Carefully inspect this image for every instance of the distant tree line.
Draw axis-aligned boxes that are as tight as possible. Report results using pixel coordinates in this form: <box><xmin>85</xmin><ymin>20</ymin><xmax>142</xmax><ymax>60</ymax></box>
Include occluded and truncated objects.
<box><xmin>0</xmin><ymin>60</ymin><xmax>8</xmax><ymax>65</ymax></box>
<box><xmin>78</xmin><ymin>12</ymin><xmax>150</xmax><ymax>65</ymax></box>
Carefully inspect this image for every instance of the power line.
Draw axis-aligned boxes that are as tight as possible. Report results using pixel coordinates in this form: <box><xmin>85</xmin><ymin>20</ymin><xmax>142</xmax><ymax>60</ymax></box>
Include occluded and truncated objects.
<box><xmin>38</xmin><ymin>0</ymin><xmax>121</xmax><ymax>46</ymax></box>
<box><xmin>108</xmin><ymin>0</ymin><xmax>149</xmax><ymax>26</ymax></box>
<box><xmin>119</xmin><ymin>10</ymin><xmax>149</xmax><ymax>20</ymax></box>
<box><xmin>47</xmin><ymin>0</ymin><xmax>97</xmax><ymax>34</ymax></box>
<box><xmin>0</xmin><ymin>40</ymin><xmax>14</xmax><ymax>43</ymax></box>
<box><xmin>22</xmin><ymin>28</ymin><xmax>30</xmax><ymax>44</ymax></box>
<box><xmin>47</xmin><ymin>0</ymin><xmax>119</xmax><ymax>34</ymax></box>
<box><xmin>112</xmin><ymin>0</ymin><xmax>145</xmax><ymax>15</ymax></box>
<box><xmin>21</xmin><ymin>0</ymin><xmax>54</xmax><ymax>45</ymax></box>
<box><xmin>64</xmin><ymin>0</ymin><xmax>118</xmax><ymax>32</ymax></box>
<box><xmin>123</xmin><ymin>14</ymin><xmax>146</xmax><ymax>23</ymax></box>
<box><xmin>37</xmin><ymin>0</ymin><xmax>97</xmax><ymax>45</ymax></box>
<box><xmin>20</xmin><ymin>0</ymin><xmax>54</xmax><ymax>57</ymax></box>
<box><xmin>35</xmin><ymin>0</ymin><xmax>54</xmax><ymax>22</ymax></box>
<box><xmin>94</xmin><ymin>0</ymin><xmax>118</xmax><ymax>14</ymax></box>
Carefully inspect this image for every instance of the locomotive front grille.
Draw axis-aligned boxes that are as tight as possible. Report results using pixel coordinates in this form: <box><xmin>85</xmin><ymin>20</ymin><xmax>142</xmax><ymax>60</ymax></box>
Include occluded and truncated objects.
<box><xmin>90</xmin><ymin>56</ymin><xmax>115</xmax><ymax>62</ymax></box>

- - -

**Task details**
Put down each entry again, unchanged and complete.

**Answer space**
Carefully inspect this image for every instance of the distant tree line.
Draw axis-aligned boxes that are as tight as possible. Report results using pixel coordinates in this form: <box><xmin>85</xmin><ymin>20</ymin><xmax>142</xmax><ymax>60</ymax></box>
Include occluded and truncated objects.
<box><xmin>0</xmin><ymin>60</ymin><xmax>8</xmax><ymax>65</ymax></box>
<box><xmin>78</xmin><ymin>12</ymin><xmax>150</xmax><ymax>65</ymax></box>
Carefully inspect this image for every instance of the power line.
Draw axis-aligned boxes that are as tight as possible. Report results using pixel coordinates in this form: <box><xmin>85</xmin><ymin>20</ymin><xmax>142</xmax><ymax>60</ymax></box>
Include occluded and truncated objects.
<box><xmin>38</xmin><ymin>0</ymin><xmax>121</xmax><ymax>46</ymax></box>
<box><xmin>108</xmin><ymin>0</ymin><xmax>149</xmax><ymax>26</ymax></box>
<box><xmin>119</xmin><ymin>10</ymin><xmax>149</xmax><ymax>20</ymax></box>
<box><xmin>47</xmin><ymin>0</ymin><xmax>97</xmax><ymax>34</ymax></box>
<box><xmin>0</xmin><ymin>40</ymin><xmax>14</xmax><ymax>43</ymax></box>
<box><xmin>22</xmin><ymin>28</ymin><xmax>30</xmax><ymax>44</ymax></box>
<box><xmin>47</xmin><ymin>0</ymin><xmax>119</xmax><ymax>34</ymax></box>
<box><xmin>112</xmin><ymin>0</ymin><xmax>145</xmax><ymax>15</ymax></box>
<box><xmin>21</xmin><ymin>0</ymin><xmax>54</xmax><ymax>45</ymax></box>
<box><xmin>64</xmin><ymin>0</ymin><xmax>118</xmax><ymax>32</ymax></box>
<box><xmin>123</xmin><ymin>14</ymin><xmax>146</xmax><ymax>23</ymax></box>
<box><xmin>37</xmin><ymin>0</ymin><xmax>97</xmax><ymax>45</ymax></box>
<box><xmin>20</xmin><ymin>0</ymin><xmax>54</xmax><ymax>57</ymax></box>
<box><xmin>35</xmin><ymin>0</ymin><xmax>54</xmax><ymax>22</ymax></box>
<box><xmin>94</xmin><ymin>0</ymin><xmax>118</xmax><ymax>14</ymax></box>
Carefully inspect this image for every instance of the locomotive front grille.
Draw axis-aligned boxes that are as tight as possible. Report results using pixel coordinates in this form: <box><xmin>85</xmin><ymin>20</ymin><xmax>142</xmax><ymax>60</ymax></box>
Include occluded and truncated objects.
<box><xmin>90</xmin><ymin>56</ymin><xmax>115</xmax><ymax>62</ymax></box>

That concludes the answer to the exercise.